[Exercise details]
Can you set out every line of the listing below as a numbered list, skipping any blank lines?

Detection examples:

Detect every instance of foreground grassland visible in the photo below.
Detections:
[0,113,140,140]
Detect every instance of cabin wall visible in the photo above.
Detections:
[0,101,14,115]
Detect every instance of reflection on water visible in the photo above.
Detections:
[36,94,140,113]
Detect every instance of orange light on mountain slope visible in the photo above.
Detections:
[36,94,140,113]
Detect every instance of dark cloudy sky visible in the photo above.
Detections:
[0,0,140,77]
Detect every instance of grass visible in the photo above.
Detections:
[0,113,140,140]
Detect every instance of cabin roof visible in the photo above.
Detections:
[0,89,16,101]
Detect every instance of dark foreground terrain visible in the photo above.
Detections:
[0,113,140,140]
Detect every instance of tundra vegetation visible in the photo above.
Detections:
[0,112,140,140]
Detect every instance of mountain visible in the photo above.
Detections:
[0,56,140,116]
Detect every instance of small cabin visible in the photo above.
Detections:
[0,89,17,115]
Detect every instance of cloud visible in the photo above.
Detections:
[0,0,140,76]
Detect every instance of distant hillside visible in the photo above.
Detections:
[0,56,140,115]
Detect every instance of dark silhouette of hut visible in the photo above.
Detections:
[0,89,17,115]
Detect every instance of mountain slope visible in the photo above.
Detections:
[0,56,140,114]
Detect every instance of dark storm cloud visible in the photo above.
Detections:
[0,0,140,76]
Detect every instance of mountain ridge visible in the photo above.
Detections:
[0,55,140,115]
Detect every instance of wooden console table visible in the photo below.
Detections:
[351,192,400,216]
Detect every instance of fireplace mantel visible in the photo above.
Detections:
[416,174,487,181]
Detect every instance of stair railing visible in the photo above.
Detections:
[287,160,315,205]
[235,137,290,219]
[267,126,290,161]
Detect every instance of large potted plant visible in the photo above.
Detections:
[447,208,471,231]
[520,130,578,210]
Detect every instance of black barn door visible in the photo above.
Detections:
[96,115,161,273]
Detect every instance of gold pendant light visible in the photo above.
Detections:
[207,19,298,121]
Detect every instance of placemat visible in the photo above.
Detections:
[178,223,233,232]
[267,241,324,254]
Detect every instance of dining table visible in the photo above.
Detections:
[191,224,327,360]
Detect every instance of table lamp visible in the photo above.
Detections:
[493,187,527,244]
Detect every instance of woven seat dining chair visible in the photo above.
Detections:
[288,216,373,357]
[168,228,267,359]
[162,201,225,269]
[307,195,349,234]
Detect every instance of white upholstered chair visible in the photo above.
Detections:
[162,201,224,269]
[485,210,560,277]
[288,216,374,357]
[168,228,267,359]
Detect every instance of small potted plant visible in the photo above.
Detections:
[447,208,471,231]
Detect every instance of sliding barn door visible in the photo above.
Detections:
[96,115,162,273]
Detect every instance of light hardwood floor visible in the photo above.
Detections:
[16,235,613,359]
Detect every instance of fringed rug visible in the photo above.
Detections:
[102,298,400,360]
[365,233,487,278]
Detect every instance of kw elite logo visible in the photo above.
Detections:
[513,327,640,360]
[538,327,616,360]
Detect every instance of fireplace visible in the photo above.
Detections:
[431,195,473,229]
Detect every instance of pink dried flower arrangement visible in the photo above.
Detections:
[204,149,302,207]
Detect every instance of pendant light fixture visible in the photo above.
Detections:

[Task solution]
1. Detect every instance of foreground grassland visible in the photo below.
2. Detections:
3. [0,113,140,140]
4. Detect every instance of cabin wall visible in the photo above.
5. Detections:
6. [0,101,14,115]
7. Detect every instance of reflection on water visible in the photo above.
8. Detections:
9. [36,94,140,113]
10. Detect every instance of orange light on mountain slope visible in the photo above.
11. Detections:
12. [36,94,140,113]
13. Detect every instance of dark cloudy sky visible in the photo above.
14. Detections:
15. [0,0,140,77]
16. Detect every instance of grass visible in the photo above.
17. Detections:
18. [0,113,140,140]
19. Detect every instance of cabin roof visible in the photo above.
20. Detections:
21. [0,89,16,101]
22. Detect every instance of dark foreground terrain visible in the photo above.
23. Detections:
24. [0,113,140,140]
25. Detect every instance of tundra vegetation visible in the photo above.
26. Detections:
27. [0,112,140,140]
28. Detect every instance of mountain visible in the photo above.
29. Detections:
30. [0,56,140,116]
31. Detect every instance of small cabin visible in the photo above.
32. Detections:
33. [0,89,17,115]
34. Detect every instance of cloud visible in the photo above.
35. Detections:
36. [0,0,140,76]
37. Detect every instance of distant hillside visible in the photo above.
38. Detections:
39. [0,56,140,115]
40. Detect every instance of dark silhouette of hut visible in the photo above.
41. Detections:
42. [0,89,17,115]
43. Detect every instance of mountain slope visible in the photo above.
44. Detections:
45. [0,56,140,114]
46. Detect every instance of dark storm cloud visible in the photo above.
47. Detections:
48. [0,0,140,76]
49. Detect every instance of mountain ridge visible in the photo above.
50. Detections:
51. [0,55,140,115]
52. Detect every instance of wooden console table visible in the photo below.
53. Detections:
54. [351,192,400,216]
55. Detect every instance of fireplace mantel visible in the photo above.
56. Detections:
57. [416,174,487,181]
58. Detect every instance of stair railing visible in the photo above.
59. Detections:
60. [287,160,315,205]
61. [235,137,290,219]
62. [267,126,290,161]
63. Detect every instance of large potted plant visible in the photo above.
64. Detections:
65. [447,208,471,231]
66. [520,130,578,210]
67. Detect every instance of black barn door visible in the photo above.
68. Detections:
69. [96,115,161,273]
70. Detect every instance of gold pendant light visible in the photo above.
71. Detections:
72. [207,19,298,121]
73. Detect every instance of placemat visible in the photo above.
74. Detections:
75. [178,223,233,232]
76. [267,241,324,254]
77. Detect every instance of dining table visible in the photo above.
78. Detections:
79. [191,224,327,360]
80. Detect every instance of table lamp visible in the photo above.
81. Detections:
82. [493,187,527,244]
83. Detect every instance of woven seat dining chair visible in the photo above.
84. Detections:
85. [288,216,373,357]
86. [168,228,267,359]
87. [162,201,225,269]
88. [307,195,349,234]
89. Detect every instance of white upholstered chair visible in the photo above.
90. Detections:
91. [162,201,224,269]
92. [485,210,560,277]
93. [288,216,374,357]
94. [168,228,267,359]
95. Detect every instance of small potted plant visible in the photo above.
96. Detections:
97. [447,208,471,231]
98. Detect every instance of sliding barn door visible in the photo above.
99. Detections:
100. [96,115,162,273]
101. Detect every instance of light hardwood floor visible in the photo above.
102. Detections:
103. [16,235,613,359]
104. Detect every instance of fringed rug visible in the photo above.
105. Detections:
106. [102,298,400,360]
107. [365,233,487,278]
108. Detect every instance of kw elite logo visible in the photo above.
109. Detections:
110. [513,327,640,360]
111. [538,327,616,360]
112. Detect every instance of fireplace visible in the photo above.
113. Detections:
114. [431,195,473,229]
115. Detect every instance of pink dried flower arrangement visible in the photo above.
116. Detections:
117. [204,149,302,207]
118. Detect every instance of pendant light fixture visible in the photo above.
119. Detections:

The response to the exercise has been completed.